**WORK INSTRUCTIONS:**
[a] Answer these from the soup night post:
(i) Which Creole side dish was made into a soup?
(ii) What does the writer plan to do with the okra next time?
(iii) What goes on top of the cornbread batter once it is in the pan?
[b] Carry on the soup night post from the point where it stops.

**EXCERPT TO READ:**
--------------------------------------------------
Wednesday, February 9, 2011


Soup night is back! This week I, Juliana, went and I made a Creole inspired menu. Red Beans and Rice is a Creole side dish staple. I took a new approach to this classic dish and made it into a soup. I turned out great, however next time for the okra salad I am going to chopped the okra into smaller pieces or bread it. In case you didn’t know, okra is very gooey.

Jalapeno Cheddar Corn Bread
Seared Okra Salad
Red Beans and Rice Soup
Sea Salt Caramel Brownies

Jalapeno Cheddar Corn Bread

Jiffy Cornbread Mix
½ cup Cheddar Cheese
Jalapeno, seeded and minced

Follow directions on the back of the box, but before you put the batter in the greased pan add jalapeno and cheddar cheese. Pour the batter in the pan, and top with additional cheddar cheese and sprinkle with sea salt. Bake cornbread according to the directions on the box.
--------------------------------------------------
(Dataset rows on where objects appear)
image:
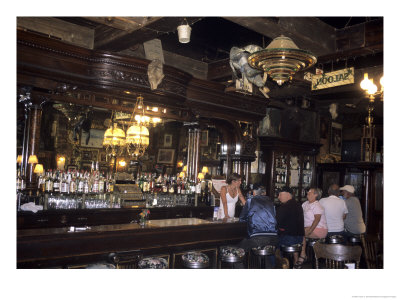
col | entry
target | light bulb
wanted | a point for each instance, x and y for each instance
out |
(372, 88)
(365, 83)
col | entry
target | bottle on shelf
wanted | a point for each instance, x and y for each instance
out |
(19, 180)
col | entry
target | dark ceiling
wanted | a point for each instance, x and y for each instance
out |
(338, 42)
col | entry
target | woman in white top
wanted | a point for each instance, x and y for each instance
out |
(314, 221)
(229, 196)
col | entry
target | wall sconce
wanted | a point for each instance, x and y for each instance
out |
(32, 159)
(200, 176)
(60, 163)
(370, 88)
(184, 31)
(38, 169)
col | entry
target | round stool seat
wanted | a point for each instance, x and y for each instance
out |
(311, 241)
(354, 240)
(335, 239)
(153, 263)
(291, 248)
(195, 260)
(232, 254)
(264, 250)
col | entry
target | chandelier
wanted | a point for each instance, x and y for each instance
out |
(281, 59)
(137, 135)
(136, 140)
(114, 140)
(371, 89)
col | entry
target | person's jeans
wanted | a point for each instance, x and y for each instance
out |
(342, 233)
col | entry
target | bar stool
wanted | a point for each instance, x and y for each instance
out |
(153, 263)
(288, 252)
(310, 249)
(261, 255)
(336, 239)
(195, 260)
(229, 255)
(354, 240)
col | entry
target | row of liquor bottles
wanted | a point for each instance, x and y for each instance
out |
(281, 177)
(70, 182)
(296, 191)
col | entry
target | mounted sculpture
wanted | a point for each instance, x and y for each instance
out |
(155, 73)
(238, 60)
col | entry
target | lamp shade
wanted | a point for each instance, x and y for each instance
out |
(32, 159)
(38, 169)
(114, 136)
(138, 135)
(184, 33)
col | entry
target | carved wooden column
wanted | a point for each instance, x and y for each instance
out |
(193, 153)
(33, 116)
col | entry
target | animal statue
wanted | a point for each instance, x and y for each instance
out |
(238, 62)
(333, 110)
(155, 73)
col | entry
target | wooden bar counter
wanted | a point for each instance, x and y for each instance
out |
(65, 248)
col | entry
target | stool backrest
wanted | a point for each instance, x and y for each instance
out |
(337, 255)
(373, 251)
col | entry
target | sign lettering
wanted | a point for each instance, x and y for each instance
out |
(332, 79)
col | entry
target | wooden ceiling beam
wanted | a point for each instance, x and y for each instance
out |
(124, 23)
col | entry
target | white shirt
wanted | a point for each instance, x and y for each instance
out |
(335, 208)
(312, 209)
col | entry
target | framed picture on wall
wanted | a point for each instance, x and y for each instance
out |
(204, 138)
(95, 140)
(166, 156)
(167, 140)
(336, 138)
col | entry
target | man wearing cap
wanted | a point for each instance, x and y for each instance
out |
(354, 223)
(259, 213)
(335, 211)
(290, 220)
--------------------------------------------------
**ANSWERS IN ORDER:**
[a]
(i) Red Beans and Rice
(ii) Chop it into smaller pieces or bread it
(iii) Additional cheddar cheese and a sprinkle of sea salt

[b]
Seared Okra Salad
*adapted from the food network

2 tbs red wine vinegar
1/4 teaspoon salt
1/4 tsp. freshly ground black pepper
1 tsp. finely chopped parsley
1/2 small clove garlic, finely chopped
1/4 cup extra-virgin olive oil
Dash Tabasco sauce
2 tablespoons olive oil
3/4 pound small okra pods, topped and tailed
2 small heads Boston lettuce, separated into leaves
Mixed greens
I red bell pepper, stemmed, seeded, and cut into fine julienne

In a small bowl, whisk together the vinegar, salt, pepper, parsley, and garlic. Drizzle in the olive oil in a thin stream, whisking constantly, until it is completely emulsified. Stir in Tabasco.

In a large saucepan, bring a generous amount of water to the boil. Plunge in the okra and cook for 3 minutes. Drain and pat dry with paper towels. In a large heavy skillet, heat the olive oil over medium-high heat. Toss in the okra and sear it, tossing frequently, for about 1 1/2 minutes, or until golden. Set aside for 5 minutes to cool.

Arrange the lettuce leaves and mixed greens in a large serving bowl and scatter the okra on top. Pour the dressing over, toss together and scatter the red pepper julienne on top.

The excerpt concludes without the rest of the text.